**SUPPLIED TEXT:**
....................
The fountains of my youth were not the same as my ancestors; nor, did I approach the sanctuary of prayer in the same manner of reverence. Rather, time spent chasing waterfalls, that had their origin in waters not of a source close to the land of my forefathers, were the pastimes that stood between me and my G-d, preventing the proper reverence towards Him, that I should have at least had every Sabbath, when dressed in my finery to pay homage to the G-d of Israel.
How assuredly tragic is the entirety of a life assimilated to the ways of olam hazeh (this world), caught up in gashmios (materialism), without any sense of ruchniyos (spirituality). I speak for myself, as well as for others, who have not yet been called to return to the L-RD. I recently discovered that I am a fifth generation descendant of a chassidic rabbi; yet, only after many years of searching, and eventually returning to my roots, am I beginning to appreciate my heritage.
There is no other place of refuge, except within the shadow of the Shechinah, G-d’s Immanent Presence on earth, where He may still dwell within us (see Exodus 25:8), despite the rampant secularism that pollutes the waters of olam hazeh (this world). A life previously unexamined, like my own when I was a youth, mostly amongst my secular peers, will inevitably lead to a crossroads. As a returnee to the faith of my ancestors, I have already reached that crossroads; and, determined to stay on the derech (path) that I chose to follow, the road towards freedom through responsibility, commitment, and a higher purpose, I still struggle, even to this day, against the lure of secular influences.
....................
**SUPPLIED RECORDS:**

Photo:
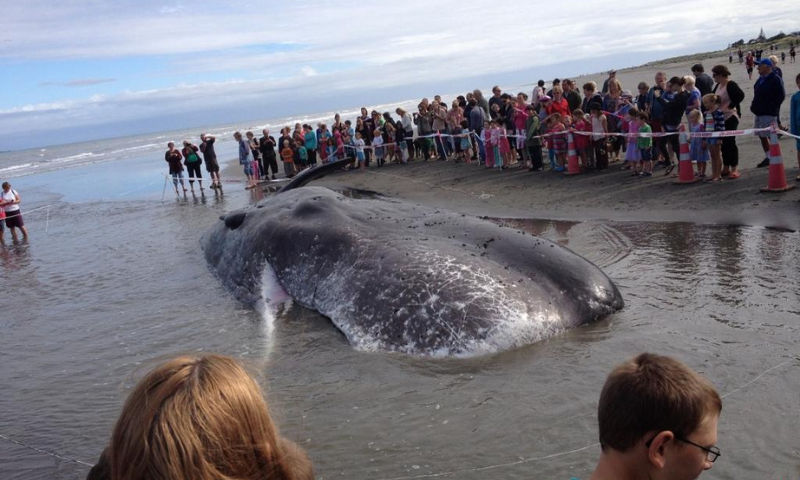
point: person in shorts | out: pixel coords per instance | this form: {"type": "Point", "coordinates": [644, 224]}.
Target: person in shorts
{"type": "Point", "coordinates": [10, 200]}
{"type": "Point", "coordinates": [768, 95]}
{"type": "Point", "coordinates": [210, 157]}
....................
**WORK TO COMPLETE:**
• 1. Could you return the stretch from "The fountains of" through "G-d of Israel." of the passage on returning to ancestral faith, word for word?
• 2. Can you edit the entries so that "shorts" reads "swim trunks" throughout, with everything else unchanged and the pictures left out?

**SOLUTIONS TO THE EXERCISE:**
• 1.
The fountains of my youth were not the same as my ancestors; nor, did I approach the sanctuary of prayer in the same manner of reverence. Rather, time spent chasing waterfalls, that had their origin in waters not of a source close to the land of my forefathers, were the pastimes that stood between me and my G-d, preventing the proper reverence towards Him, that I should have at least had every Sabbath, when dressed in my finery to pay homage to the G-d of Israel.

• 2.
Photo:
point: person in swim trunks | out: pixel coords per instance | this form: {"type": "Point", "coordinates": [644, 224]}.
Target: person in swim trunks
{"type": "Point", "coordinates": [10, 200]}
{"type": "Point", "coordinates": [768, 95]}
{"type": "Point", "coordinates": [210, 157]}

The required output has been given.